Dataset records
++++++++++

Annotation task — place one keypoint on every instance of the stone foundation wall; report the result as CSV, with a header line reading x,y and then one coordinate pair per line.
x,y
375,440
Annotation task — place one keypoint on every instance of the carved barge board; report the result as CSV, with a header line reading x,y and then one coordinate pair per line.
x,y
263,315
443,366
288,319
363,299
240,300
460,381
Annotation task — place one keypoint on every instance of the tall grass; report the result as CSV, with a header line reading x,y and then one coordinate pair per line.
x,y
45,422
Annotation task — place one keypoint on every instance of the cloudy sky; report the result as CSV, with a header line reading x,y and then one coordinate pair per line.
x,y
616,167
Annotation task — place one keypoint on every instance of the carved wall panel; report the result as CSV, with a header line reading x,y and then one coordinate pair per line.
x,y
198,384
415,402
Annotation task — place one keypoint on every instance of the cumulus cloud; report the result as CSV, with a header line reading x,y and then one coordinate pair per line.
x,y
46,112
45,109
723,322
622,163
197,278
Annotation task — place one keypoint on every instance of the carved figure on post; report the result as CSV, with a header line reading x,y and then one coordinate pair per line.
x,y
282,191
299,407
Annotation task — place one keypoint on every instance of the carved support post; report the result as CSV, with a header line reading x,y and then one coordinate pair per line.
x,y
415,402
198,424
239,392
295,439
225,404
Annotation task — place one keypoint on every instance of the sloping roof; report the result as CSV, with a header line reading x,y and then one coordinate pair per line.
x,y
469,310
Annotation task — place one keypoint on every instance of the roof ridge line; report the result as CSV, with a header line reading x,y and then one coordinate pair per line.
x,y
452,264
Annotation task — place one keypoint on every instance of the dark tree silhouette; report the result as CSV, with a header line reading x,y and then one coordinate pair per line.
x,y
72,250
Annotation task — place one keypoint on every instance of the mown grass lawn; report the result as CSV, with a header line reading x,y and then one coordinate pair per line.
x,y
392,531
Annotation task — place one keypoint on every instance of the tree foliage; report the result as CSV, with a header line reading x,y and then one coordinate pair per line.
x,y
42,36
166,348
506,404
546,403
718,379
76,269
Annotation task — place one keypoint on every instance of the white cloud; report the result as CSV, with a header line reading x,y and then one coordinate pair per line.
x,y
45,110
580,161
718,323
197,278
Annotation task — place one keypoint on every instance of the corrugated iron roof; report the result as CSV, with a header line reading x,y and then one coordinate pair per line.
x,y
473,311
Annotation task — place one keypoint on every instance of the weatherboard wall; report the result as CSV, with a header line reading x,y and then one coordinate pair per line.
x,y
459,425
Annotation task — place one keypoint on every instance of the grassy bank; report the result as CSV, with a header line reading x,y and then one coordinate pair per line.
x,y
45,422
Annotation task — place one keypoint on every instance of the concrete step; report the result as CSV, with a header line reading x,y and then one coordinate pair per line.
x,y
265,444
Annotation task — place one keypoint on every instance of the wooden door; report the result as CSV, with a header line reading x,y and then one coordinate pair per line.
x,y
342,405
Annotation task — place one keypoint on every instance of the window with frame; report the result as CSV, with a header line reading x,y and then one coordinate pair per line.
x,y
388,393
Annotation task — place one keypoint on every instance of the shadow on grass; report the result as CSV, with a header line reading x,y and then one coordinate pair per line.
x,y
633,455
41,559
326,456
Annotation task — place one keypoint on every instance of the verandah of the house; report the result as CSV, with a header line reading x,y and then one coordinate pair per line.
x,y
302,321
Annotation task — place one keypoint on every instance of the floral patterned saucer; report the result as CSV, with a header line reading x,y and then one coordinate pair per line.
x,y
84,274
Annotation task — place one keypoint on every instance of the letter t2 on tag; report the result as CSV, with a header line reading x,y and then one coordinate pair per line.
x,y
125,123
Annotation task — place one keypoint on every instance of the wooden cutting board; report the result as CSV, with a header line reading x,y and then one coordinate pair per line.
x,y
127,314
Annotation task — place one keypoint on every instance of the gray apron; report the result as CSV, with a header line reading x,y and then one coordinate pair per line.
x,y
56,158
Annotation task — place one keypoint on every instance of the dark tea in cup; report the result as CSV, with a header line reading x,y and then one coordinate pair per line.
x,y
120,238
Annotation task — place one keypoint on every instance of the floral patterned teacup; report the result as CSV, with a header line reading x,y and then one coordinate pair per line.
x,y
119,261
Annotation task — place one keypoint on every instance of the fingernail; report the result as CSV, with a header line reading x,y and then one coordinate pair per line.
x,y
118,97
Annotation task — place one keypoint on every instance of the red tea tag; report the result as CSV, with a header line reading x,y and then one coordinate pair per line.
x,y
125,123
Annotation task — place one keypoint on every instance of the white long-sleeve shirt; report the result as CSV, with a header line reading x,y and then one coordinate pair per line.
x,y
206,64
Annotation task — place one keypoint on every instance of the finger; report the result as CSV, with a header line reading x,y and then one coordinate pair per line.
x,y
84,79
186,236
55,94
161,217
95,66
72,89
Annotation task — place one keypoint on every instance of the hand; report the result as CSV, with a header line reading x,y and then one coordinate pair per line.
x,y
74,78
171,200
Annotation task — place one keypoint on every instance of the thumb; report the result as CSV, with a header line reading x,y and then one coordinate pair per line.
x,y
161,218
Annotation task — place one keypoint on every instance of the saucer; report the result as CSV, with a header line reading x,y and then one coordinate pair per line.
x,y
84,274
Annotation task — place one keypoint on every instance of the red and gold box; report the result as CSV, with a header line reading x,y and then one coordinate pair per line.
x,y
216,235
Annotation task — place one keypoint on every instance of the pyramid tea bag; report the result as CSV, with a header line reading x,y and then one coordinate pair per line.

++++++++++

- _WHAT TO WORK ON_
Each line of the material must be restated exactly.

- _WRITTEN REPLY_
Annotation task — place one keypoint on every instance of the stone foundation wall; report the result as CSV, with a header line reading x,y and then one coordinate pair per line.
x,y
375,440
Annotation task — place one keypoint on every instance of the carved barge board; report the result as CSV, with a header line reading x,y and then one coordinate pair per line.
x,y
263,315
443,366
288,319
363,299
240,300
460,381
Annotation task — place one keypoint on every instance of the tall grass; report the result as CSV, with a header line reading x,y and then one coordinate pair per line.
x,y
45,422
Annotation task — place one keypoint on every instance of the cloudy sky; report the result as CSV, with a header line reading x,y and then one coordinate pair per line.
x,y
616,167
Annotation task — place one keypoint on every instance of the carved wall panel; report the result as CSV, with a header line reading x,y and then one coordinate pair per line.
x,y
198,384
415,402
Annotation task — place one keypoint on every instance of the cumulus cloud; report the result as CSV, with a header line reading x,y and then one coordinate pair per line.
x,y
46,112
45,109
723,322
622,163
197,278
Annotation task — place one keypoint on every instance of the carved figure on post; report the result as CSV, with a header line reading x,y and then one coordinate pair per line.
x,y
282,191
299,407
Annotation task — place one keypoint on every instance of the carved support post; report the result as CSV, with a header line reading x,y and then one coordinate pair per line.
x,y
415,402
198,424
239,392
295,439
225,404
Annotation task — place one keypoint on every instance of the sloping roof; report the result as CSV, with a header line reading x,y and then one coordinate pair per line.
x,y
469,310
Annotation task — place one keypoint on every instance of the roof ridge line; report the result as CSV, with a header line reading x,y and then one coordinate pair per line.
x,y
452,264
Annotation task — place one keypoint on every instance of the dark tree silhouette; report the result as CSV, with a header line reading x,y and then one coordinate pair per line.
x,y
72,250
Annotation task — place one keypoint on every instance of the mown grass lawn; report the result as CSV, with a header line reading x,y and then one coordinate pair per line.
x,y
392,531
Annotation task — place one keypoint on every instance of the tree foliage; report the result as CSV, with a header line reading x,y and then one coordinate pair per line.
x,y
42,36
166,348
506,404
546,403
718,379
76,269
Annotation task — place one keypoint on every instance of the white cloud; report the result as CSV, with a header line reading x,y and then one coordinate pair per line.
x,y
45,110
580,161
718,323
197,278
Annotation task — place one keypoint on every instance of the corrugated iron roof; report the result as CSV, with a header line reading x,y and then one coordinate pair per line.
x,y
473,311
Annotation task — place one keypoint on every instance of the weatherboard wall; report the result as CSV, with a header line reading x,y and then one coordinate pair per line.
x,y
459,425
Annotation task — place one keypoint on every instance of the grassy bank; report the result as CSV, with a header line reading x,y and then one coordinate pair per line.
x,y
45,422
Annotation task — place one keypoint on every instance of the concrete step; report the result as CSV, with a header line reading x,y and then one coordinate pair per line.
x,y
265,444
Annotation task — place one keypoint on every instance of the wooden door; report the result as CSV, with a header line reading x,y and then one coordinate pair per line.
x,y
342,405
Annotation task — place one keypoint on every instance of the window with frame; report the result as CSV, with a header line reading x,y and then one coordinate pair per line.
x,y
388,393
Annotation task — place one keypoint on every instance of the shadow on grass; report the result as CSV, with a header line reading x,y and then one coordinate pair per line.
x,y
633,455
41,559
326,456
Annotation task — place one keypoint on every instance of the verandah of the house; report the result as CSV, with a header line reading x,y and then one coordinate pair per line.
x,y
302,321
Annotation task — place one keypoint on every instance of the floral patterned saucer; report the result as CSV, with a header line reading x,y and then one coordinate pair per line.
x,y
84,274
Annotation task — place one keypoint on every instance of the letter t2 on tag; report the result as CSV, with a header line reading x,y and then one coordinate pair per line.
x,y
125,123
Annotation task — place one keypoint on every instance of the wooden cutting board; report the result as CSV, with a header line reading x,y and then one coordinate pair per line.
x,y
127,314
Annotation task — place one keypoint on every instance of the gray apron; report the result as CSV, with a header line reading x,y and then one coordinate pair per line.
x,y
56,158
Annotation task — place one keypoint on every instance of the dark tea in cup; report the result as CSV, with a header line reading x,y and then one coordinate pair per line.
x,y
120,238
Annotation task — place one keypoint on every instance of the floral patterned teacup; report the result as CSV, with a header line reading x,y and then one coordinate pair per line.
x,y
119,261
Annotation task — place one keypoint on every instance of the fingernail; report the result as CSV, with a header line reading x,y and then one coordinate pair per line.
x,y
118,97
Annotation task — place one keypoint on every instance of the red tea tag; report the result as CSV, with a header line reading x,y and then one coordinate pair per line.
x,y
125,123
Annotation task — place one keypoint on every instance of the white long-sleeve shirt; report the result as CSV, with a header line reading x,y and then one coordinate pair per line.
x,y
206,64
Annotation task — place one keypoint on every instance of the finger; report the result as CSV, with a header line reading x,y and then one coordinate pair per line.
x,y
84,79
186,236
55,94
161,217
95,66
72,89
Annotation task — place one keypoint on every instance of the hand; report the result as CSV, with a header line reading x,y and then one coordinate pair per line.
x,y
74,78
171,200
Annotation task — place one keypoint on every instance of the thumb; report the result as CSV, with a header line reading x,y and then one coordinate pair per line.
x,y
161,218
Annotation task — place one keypoint on every instance of the saucer; report the result as CSV, with a header line reading x,y and then one coordinate pair per line.
x,y
84,274
Annotation task — place one keypoint on every instance of the red and gold box; report the result as CSV, with a header line reading x,y and then one coordinate pair per line.
x,y
216,235
Annotation task — place one keypoint on every instance of the pyramid tea bag; report the result as CSV, with a header line reading x,y and then one coordinate pair per line.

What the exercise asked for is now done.